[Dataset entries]
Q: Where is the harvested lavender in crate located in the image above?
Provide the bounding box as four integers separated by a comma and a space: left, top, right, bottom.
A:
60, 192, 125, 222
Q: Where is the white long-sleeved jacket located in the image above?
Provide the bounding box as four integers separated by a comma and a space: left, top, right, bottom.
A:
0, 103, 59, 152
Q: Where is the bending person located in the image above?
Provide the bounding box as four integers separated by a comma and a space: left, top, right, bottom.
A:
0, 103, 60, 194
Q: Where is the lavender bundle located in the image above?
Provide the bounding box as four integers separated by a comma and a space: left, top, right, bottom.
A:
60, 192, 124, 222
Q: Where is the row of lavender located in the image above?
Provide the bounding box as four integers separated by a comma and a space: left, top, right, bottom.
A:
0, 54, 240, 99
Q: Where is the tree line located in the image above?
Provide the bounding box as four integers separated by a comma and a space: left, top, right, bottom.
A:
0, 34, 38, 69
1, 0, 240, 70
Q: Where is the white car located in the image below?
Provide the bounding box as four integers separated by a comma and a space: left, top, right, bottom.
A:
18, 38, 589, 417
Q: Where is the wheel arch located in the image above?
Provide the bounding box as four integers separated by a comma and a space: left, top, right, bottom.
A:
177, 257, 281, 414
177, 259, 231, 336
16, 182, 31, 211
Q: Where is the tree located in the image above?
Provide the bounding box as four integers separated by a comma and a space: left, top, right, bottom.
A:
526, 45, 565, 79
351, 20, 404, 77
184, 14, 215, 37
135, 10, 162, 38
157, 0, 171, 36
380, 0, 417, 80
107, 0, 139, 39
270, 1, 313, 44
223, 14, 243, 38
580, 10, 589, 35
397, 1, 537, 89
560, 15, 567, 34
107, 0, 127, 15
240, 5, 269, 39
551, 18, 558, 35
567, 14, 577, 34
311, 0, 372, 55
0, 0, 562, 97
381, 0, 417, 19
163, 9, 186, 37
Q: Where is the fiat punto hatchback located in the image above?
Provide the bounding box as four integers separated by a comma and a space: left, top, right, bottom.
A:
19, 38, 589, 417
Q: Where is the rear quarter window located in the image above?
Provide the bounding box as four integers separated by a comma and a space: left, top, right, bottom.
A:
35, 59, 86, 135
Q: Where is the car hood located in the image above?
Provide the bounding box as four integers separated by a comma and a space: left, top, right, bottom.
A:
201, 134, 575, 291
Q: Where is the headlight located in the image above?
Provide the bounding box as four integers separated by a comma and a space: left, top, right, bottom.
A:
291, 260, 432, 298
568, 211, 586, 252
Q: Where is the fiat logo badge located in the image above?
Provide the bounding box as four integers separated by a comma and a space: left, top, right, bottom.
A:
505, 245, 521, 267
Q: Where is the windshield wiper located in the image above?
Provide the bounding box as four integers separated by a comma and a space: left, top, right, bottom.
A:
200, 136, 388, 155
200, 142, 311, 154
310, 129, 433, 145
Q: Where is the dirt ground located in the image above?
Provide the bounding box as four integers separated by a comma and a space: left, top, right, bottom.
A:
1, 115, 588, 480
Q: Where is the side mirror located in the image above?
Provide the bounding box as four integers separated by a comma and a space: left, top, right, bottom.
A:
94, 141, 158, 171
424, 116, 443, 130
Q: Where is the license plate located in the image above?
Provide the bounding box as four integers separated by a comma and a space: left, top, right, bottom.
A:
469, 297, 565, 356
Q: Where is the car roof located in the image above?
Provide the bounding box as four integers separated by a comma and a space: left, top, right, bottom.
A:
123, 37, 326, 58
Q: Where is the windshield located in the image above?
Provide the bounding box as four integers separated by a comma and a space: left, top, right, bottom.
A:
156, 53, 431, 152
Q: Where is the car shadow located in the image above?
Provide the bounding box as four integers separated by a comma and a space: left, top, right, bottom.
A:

What to do.
Transcribe each line of the data above, unaltered, from the one where "Q: Where is the lavender" appears to the one where "Q: Where is the fiat logo" appears, inclusive of both.

Task result.
Q: Where is the lavender bundle located in the image above?
Provide the bounding box as four integers separated by a comma and a space: left, top, right, bottom.
A:
60, 192, 124, 222
Q: Where is the row of lavender located in the image above?
Provide the bounding box as four integers separated by a comma and a space: left, top, right, bottom.
A:
0, 54, 240, 99
Q: Where is the tree line located in the image above?
Provide the bounding box as four integers separated by a comma and a space: left, top, right, bottom.
A:
0, 34, 38, 69
1, 0, 240, 70
Q: Where is the white car located in the image below?
Provide the bounding box as four integers separated by a comma and a space: left, top, right, bottom.
A:
18, 38, 589, 417
Q: Where is the wheel arch located in the image above?
Provide the bounding box as four integers separated by a comma and a space: left, top, right, bottom.
A:
177, 257, 281, 414
177, 259, 231, 336
16, 182, 31, 211
Q: Where is the tree located in the image above?
Provide the bounding box as four integers separated by a comma and a space: left, top, right, bottom.
A:
526, 45, 565, 79
351, 20, 404, 77
184, 14, 215, 37
135, 10, 162, 38
157, 0, 171, 36
380, 0, 417, 80
107, 0, 139, 39
270, 1, 313, 44
223, 14, 243, 38
580, 10, 589, 35
397, 1, 537, 89
560, 15, 567, 34
107, 0, 127, 15
240, 5, 269, 39
551, 18, 558, 35
567, 14, 577, 34
311, 0, 372, 55
0, 0, 562, 97
381, 0, 417, 19
163, 9, 186, 37
Q: Where is the fiat punto hatchback located in the image above?
Provide the bounding box as four integers separated by a comma and a space: left, top, right, bottom.
A:
19, 38, 589, 417
Q: Where is the rear quarter window located in the image above?
Provide the bounding box as four integers separated by a comma and a space: left, top, right, bottom.
A:
35, 59, 86, 135
Q: Where is the car hood located in the image above?
Provide the bounding box as four integers separated by a comma and a space: left, top, right, bottom.
A:
201, 134, 575, 291
Q: Where is the headlight located in the image above?
Provide the bounding box as four integers separated by a comma and a space: left, top, right, bottom.
A:
291, 260, 432, 298
568, 211, 586, 252
Q: Where is the fiat logo badge located in the image above?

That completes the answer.